FRAGMENTO DEL DOCUMENTO ▸
%%

La felicidad juega con nosotros a las escondidas. A veces tenemos suerte y la sorprendemos cuando menos lo esperamos. En una plaza, junto a una parrilla, detrás de una mirada, en una sonrisa, sentada a la mesa con tu viejo, en un sofá, en un cine. Siempre agazapada, escurridiza. Aparece y desaparece. Es pilla la felicidad y es raro hacerla contar porque es efímera. No nos da tiempo. Se borra siempre. Corremos para hacerle pica pero se las rebusca para hacernos un "piedra libre para todos los compas" Sonriente, nos mira burlona. La cosa es que sus compañeritos son unos indeseables que para qué te cuento: la desazón, la angustia, la tristeza, la preocupación y otros vagos que mejor perderlos que encontrarlos. Atorrantes que se ensañan con algunos y los acompañan a todos lados. Esos guachos no entienden que es un ratito nomás que nos los bancamos. Pero insisten. Y ahí estamos nosotros, como sin querer encontrarlos, quedándonos inmóviles ante ellos. Como cuando descubris escondido a tu mejor amigo y deseás no haber mirado, o que fuese invisible, y ahí está. La pucha, a correr que te vi.
Así estamos jugando, buscando. La vida se nos pasa mientras curiosos seguimos asomándonos y corriendo para hacer pica. Tratando que no nos toque contar a nosotros para, quién te dice, poder ir de la mano de la felicidad a escondernos juntos a alguna parte.

Valorar

Todos valoramos las cosas cuando las perdemos. Una figurita, un libro, un suéter, una carta, un papá, la adolescencia, la niñez. Cosas pequeñas, cosas enormes. Personas, amores. Trabajos, vacaciones. Viajes. Momentos. Momentos. Momentos, todo son momentos. Puta madre me vino un recuerdo de algo que ya no tengo, con olores, sonidos, imágenes nítidas, el frío, el ruidito de las piedras cuando bajamos del auto los 3. Patricio, James y yo, en un pub una noche. Me acuerdo cristalinamente cómo me acerqué a la barra y vi servir tres cervezas. La conversación, la risa de mi hermano. La luz. Los billetes que cambiaban de mano. La gente, la decoración. Los viejos sentados cerca del fireplace, la música del idioma. El ambiente de otro siglo. No iba a contarte esto en absoluto pero como un relámpago me vino este flash. Un flash, esporádico como lo es todo. Que se pierde. Como casi todo. Por eso no quiero valorarte cuando te pierda, cuando no estés. Hoy me di cuenta que te amo de posta, no de palabra, porque tuve miedo de perderte. Me cuesta superar las barreras que me impongo, que invento, que alucino como Quijote que soy. Monstruos que se interponen. Excusas que aparecen y me pelean. NO quiero valorarte cuando no estés y el amor que se disfraza de miedo para hacerme ver, me dejó con frío. Con ganas de que me calientes los pies como solés hacer. Y te imagino acá, sin ríos que nos separen ni molinos que me impidan cruzar los campos que me lleven a disfrutarte y amarte hoy. Que te tengo.

%%

INFORMACIÓN ▸
%%

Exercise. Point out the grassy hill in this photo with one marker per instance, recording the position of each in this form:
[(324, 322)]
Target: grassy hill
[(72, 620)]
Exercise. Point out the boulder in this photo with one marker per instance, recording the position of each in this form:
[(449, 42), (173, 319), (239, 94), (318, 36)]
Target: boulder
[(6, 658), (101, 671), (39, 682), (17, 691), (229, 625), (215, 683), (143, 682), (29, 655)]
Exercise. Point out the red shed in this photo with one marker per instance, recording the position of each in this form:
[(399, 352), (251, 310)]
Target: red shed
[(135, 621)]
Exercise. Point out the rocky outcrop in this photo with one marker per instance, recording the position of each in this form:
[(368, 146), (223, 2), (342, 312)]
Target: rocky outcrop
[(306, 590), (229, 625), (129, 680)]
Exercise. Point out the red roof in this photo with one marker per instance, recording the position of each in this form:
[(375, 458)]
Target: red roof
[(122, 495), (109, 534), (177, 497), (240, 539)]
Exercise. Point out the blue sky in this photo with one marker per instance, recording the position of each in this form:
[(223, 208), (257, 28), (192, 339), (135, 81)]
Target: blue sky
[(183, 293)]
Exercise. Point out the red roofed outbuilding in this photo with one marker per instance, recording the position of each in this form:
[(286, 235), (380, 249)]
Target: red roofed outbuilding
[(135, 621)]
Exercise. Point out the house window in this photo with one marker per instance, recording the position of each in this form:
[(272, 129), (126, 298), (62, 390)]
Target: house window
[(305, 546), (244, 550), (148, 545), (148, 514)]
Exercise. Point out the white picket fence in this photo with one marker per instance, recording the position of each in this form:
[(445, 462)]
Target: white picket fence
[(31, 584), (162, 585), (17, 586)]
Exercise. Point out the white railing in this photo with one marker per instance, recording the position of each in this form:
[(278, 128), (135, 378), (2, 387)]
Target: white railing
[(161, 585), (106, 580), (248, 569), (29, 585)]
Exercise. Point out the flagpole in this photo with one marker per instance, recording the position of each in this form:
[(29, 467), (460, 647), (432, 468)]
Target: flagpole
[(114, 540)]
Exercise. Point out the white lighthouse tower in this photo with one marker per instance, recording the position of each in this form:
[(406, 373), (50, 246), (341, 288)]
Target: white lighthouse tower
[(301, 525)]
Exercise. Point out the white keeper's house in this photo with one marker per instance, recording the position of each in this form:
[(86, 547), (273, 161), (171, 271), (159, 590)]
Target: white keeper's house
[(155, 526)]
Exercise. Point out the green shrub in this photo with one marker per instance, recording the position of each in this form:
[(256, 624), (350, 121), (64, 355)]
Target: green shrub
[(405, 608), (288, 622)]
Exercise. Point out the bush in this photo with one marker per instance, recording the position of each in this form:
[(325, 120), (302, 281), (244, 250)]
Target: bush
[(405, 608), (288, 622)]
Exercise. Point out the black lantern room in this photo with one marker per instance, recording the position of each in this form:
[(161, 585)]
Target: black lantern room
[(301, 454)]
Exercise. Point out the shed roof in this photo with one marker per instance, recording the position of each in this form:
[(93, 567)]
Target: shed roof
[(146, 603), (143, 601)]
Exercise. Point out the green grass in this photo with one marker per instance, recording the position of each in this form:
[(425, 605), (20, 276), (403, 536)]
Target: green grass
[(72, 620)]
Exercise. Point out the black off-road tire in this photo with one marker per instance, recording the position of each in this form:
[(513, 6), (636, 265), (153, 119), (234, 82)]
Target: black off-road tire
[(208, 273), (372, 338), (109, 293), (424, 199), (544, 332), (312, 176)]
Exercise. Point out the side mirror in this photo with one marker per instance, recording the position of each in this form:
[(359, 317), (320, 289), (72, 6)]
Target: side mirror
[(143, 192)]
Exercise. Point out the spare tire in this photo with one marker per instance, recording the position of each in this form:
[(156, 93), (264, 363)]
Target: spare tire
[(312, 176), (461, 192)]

%%

EJERCICIOS ▸
• 1. Traduce al inglés esta oración del fragmento del documento: «A veces tenemos suerte y la sorprendemos cuando menos lo esperamos.»
• 2. Según el recuerdo del pub que aparece en el fragmento del documento, ¿cuántas cervezas se sirvieron en la barra?
• 3. Transcribe el fragmento del documento comenzando en "Así estamos jugando, buscando." y terminando en "a alguna parte.".

SOLUCIONES ▸
• 1. Sometimes we are lucky and catch it by surprise when we least expect it.

• 2. Tres cervezas.

• 3.
Así estamos jugando, buscando. La vida se nos pasa mientras curiosos seguimos asomándonos y corriendo para hacer pica. Tratando que no nos toque contar a nosotros para, quién te dice, poder ir de la mano de la felicidad a escondernos juntos a alguna parte.